__WHAT YOU SHOULD DO__: Only the lines from the one containing "formatted like [426,167]." to the end of the records belong in the output; print them exactly.

__DATA LISTING__:
=-=-=-=-=

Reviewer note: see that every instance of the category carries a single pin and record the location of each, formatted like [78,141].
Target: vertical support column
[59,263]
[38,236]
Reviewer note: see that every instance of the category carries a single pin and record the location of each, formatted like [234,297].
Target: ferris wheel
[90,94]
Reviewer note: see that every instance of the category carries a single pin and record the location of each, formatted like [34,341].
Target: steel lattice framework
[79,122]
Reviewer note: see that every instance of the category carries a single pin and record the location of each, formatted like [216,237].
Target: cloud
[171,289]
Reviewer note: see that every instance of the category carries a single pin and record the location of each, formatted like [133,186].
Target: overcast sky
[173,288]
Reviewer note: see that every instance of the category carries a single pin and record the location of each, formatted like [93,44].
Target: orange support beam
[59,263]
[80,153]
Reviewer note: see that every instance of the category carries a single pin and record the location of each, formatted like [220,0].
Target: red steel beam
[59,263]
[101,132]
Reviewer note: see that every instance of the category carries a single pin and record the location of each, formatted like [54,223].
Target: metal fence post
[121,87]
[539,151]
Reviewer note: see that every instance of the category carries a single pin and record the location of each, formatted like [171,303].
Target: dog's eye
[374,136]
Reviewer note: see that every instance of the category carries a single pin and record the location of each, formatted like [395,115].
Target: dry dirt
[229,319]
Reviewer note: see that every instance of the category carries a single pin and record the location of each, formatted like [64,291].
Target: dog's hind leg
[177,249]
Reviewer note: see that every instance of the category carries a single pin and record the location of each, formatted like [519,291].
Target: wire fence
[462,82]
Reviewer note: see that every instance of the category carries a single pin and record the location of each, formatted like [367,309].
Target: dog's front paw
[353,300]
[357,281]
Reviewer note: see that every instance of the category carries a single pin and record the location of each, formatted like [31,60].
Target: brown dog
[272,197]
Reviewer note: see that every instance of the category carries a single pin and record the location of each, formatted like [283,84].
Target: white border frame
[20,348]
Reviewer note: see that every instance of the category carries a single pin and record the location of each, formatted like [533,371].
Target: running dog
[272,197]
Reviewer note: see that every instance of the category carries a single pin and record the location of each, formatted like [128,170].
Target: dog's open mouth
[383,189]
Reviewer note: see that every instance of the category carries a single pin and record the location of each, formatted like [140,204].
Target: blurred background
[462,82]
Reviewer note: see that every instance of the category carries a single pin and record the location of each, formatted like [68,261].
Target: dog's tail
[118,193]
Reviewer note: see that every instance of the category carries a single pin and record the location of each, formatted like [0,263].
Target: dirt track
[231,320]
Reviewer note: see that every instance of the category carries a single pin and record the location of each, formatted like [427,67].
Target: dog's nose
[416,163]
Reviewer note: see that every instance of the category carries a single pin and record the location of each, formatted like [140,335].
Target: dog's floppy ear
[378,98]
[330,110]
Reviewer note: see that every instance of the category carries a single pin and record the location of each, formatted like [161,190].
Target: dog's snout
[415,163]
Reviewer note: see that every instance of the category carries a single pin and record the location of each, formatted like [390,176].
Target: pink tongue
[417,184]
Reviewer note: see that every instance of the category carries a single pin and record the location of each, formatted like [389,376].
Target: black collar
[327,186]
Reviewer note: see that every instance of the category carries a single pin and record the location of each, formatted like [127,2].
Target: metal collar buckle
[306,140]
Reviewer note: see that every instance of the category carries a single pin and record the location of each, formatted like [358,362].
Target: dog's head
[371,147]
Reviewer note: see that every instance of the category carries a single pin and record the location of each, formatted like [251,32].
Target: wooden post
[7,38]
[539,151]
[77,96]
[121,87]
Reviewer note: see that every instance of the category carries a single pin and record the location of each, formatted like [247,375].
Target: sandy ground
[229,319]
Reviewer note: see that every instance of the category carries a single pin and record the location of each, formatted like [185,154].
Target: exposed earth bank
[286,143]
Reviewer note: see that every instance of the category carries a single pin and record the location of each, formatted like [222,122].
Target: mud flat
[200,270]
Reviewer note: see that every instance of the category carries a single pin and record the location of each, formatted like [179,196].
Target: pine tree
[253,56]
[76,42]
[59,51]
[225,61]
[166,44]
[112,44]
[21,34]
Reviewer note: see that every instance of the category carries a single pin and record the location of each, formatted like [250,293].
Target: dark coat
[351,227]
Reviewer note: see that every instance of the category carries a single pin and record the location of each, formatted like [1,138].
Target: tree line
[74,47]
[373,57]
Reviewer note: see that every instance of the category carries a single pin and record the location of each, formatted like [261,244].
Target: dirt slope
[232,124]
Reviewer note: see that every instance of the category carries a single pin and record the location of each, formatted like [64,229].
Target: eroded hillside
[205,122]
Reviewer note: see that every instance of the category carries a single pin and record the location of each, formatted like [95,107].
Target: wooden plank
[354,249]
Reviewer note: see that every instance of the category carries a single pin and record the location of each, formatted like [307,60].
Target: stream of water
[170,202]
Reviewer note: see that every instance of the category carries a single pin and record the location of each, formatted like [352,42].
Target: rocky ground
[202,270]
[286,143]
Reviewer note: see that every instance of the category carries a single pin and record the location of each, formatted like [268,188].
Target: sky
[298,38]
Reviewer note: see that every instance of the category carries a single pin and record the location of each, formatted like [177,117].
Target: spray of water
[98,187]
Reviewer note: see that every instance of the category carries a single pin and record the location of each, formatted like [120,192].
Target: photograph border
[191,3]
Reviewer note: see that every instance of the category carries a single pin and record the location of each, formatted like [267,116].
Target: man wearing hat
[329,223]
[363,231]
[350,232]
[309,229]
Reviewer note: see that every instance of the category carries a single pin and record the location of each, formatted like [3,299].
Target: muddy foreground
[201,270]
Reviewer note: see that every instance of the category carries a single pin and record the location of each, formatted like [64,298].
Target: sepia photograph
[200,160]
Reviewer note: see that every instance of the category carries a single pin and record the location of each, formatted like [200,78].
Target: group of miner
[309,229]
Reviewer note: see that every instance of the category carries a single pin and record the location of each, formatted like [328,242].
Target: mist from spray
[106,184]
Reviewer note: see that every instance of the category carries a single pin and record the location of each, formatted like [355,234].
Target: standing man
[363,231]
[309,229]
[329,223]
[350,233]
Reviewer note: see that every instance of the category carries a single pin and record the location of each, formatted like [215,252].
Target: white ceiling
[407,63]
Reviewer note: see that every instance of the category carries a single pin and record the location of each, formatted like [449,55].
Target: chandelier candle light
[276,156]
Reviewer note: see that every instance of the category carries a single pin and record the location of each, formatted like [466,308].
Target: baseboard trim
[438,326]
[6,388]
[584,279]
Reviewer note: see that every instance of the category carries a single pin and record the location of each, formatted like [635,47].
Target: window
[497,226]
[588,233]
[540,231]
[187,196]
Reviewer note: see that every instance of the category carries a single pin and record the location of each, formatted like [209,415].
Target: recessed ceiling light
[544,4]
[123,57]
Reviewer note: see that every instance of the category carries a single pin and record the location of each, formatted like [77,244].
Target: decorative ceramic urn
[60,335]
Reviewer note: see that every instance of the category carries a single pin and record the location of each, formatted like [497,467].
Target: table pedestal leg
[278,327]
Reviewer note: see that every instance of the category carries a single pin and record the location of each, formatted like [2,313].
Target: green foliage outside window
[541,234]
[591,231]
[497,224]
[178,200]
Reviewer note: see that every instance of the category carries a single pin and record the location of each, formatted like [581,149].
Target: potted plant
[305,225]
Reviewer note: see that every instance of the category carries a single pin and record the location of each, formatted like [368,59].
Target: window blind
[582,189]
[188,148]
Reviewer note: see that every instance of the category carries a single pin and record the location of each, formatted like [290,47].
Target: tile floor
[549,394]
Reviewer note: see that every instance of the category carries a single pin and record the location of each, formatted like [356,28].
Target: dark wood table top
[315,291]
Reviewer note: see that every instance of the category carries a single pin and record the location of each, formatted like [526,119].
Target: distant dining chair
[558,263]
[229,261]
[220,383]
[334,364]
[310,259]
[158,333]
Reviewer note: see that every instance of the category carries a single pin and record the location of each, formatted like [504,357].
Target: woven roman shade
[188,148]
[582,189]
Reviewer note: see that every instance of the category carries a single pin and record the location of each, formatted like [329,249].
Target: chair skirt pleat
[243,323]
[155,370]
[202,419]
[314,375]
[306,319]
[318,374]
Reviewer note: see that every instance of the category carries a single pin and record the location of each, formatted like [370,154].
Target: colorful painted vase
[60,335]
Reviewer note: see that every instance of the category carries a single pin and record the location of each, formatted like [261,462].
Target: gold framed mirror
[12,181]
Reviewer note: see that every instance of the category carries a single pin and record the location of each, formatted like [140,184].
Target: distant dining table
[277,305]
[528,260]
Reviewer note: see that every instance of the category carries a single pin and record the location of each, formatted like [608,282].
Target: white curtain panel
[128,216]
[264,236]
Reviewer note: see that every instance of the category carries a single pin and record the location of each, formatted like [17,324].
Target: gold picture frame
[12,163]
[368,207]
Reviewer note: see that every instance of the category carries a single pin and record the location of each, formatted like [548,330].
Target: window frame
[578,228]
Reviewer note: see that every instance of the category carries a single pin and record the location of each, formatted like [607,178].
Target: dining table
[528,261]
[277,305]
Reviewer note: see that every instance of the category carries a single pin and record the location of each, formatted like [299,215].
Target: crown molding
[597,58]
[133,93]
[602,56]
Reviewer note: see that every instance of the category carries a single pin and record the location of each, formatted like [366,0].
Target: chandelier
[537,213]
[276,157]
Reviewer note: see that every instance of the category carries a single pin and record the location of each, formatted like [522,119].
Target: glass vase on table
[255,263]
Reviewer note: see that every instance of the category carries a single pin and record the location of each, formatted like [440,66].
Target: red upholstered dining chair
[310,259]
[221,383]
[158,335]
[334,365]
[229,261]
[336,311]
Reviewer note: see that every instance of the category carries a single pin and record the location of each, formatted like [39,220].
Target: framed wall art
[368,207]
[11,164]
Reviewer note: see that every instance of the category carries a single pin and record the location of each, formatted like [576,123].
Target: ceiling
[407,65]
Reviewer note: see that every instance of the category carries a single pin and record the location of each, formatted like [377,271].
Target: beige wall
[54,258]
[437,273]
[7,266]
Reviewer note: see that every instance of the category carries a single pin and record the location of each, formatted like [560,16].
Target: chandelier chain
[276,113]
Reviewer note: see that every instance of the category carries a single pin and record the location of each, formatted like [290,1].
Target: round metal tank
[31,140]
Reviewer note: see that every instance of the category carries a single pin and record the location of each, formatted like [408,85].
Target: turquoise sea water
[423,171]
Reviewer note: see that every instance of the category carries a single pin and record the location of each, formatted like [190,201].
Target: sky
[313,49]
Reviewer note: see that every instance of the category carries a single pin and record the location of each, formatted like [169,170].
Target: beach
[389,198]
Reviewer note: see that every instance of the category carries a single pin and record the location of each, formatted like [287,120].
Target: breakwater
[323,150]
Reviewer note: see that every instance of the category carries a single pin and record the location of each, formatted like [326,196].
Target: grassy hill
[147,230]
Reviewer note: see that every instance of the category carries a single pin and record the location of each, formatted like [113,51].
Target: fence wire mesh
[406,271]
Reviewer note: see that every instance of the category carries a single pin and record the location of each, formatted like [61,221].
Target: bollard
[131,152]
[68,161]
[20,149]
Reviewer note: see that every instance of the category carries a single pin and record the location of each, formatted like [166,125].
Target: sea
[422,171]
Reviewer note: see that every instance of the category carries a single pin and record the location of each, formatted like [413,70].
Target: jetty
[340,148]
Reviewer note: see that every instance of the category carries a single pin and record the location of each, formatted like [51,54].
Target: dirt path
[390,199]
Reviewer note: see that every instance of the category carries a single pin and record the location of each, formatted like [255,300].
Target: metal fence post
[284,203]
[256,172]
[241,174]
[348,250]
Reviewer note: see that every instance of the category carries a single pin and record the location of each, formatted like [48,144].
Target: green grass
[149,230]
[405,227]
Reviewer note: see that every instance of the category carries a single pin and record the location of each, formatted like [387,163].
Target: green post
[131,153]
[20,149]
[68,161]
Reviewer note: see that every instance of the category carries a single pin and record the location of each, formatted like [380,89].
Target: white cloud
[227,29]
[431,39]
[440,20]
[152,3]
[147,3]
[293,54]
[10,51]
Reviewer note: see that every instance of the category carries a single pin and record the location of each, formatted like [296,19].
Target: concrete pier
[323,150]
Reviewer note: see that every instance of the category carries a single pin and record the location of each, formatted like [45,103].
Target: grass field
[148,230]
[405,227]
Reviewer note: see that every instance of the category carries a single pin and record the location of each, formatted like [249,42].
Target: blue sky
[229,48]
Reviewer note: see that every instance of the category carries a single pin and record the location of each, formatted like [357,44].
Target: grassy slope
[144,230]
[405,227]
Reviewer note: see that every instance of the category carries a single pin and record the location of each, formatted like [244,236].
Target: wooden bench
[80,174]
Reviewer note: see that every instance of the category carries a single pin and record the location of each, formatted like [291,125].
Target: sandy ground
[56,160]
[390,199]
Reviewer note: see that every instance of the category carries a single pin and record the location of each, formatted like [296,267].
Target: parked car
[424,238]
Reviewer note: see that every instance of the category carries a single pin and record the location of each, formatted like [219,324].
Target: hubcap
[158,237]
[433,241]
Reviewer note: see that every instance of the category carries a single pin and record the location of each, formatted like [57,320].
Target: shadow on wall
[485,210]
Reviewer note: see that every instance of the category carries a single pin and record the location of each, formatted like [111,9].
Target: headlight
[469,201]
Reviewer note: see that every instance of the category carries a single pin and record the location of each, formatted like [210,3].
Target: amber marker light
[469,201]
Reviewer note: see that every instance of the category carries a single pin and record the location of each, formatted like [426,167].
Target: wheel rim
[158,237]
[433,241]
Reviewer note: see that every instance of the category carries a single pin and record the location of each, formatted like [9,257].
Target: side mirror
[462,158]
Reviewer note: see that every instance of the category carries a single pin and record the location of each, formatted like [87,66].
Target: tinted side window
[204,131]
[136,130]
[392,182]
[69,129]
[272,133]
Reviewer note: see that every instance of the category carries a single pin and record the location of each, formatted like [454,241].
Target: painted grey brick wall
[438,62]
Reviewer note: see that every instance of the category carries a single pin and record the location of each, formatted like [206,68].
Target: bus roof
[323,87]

=-=-=-=-=

__EXPECTED OUTPUT__:
Reviewer note: see that every instance of the category carries a single pin and record the location of each, formatted like [426,167].
Target: wheel rim
[158,237]
[433,241]
Reviewer note: see that every instance of the category carries a single pin and record the location of each, formatted like [9,257].
Target: side mirror
[462,158]
Reviewer note: see that every instance of the category carries a single pin and record the location of each, formatted like [87,66].
Target: tinted side window
[204,131]
[136,130]
[392,182]
[69,129]
[272,133]
Reviewer note: see that every instance of the category carries a single pin and record the location of each, formatted like [454,241].
Target: painted grey brick wall
[438,62]
Reviewer note: see that every instance of the category carries a single pin and record the location of each, formatted like [206,68].
Target: bus roof
[323,87]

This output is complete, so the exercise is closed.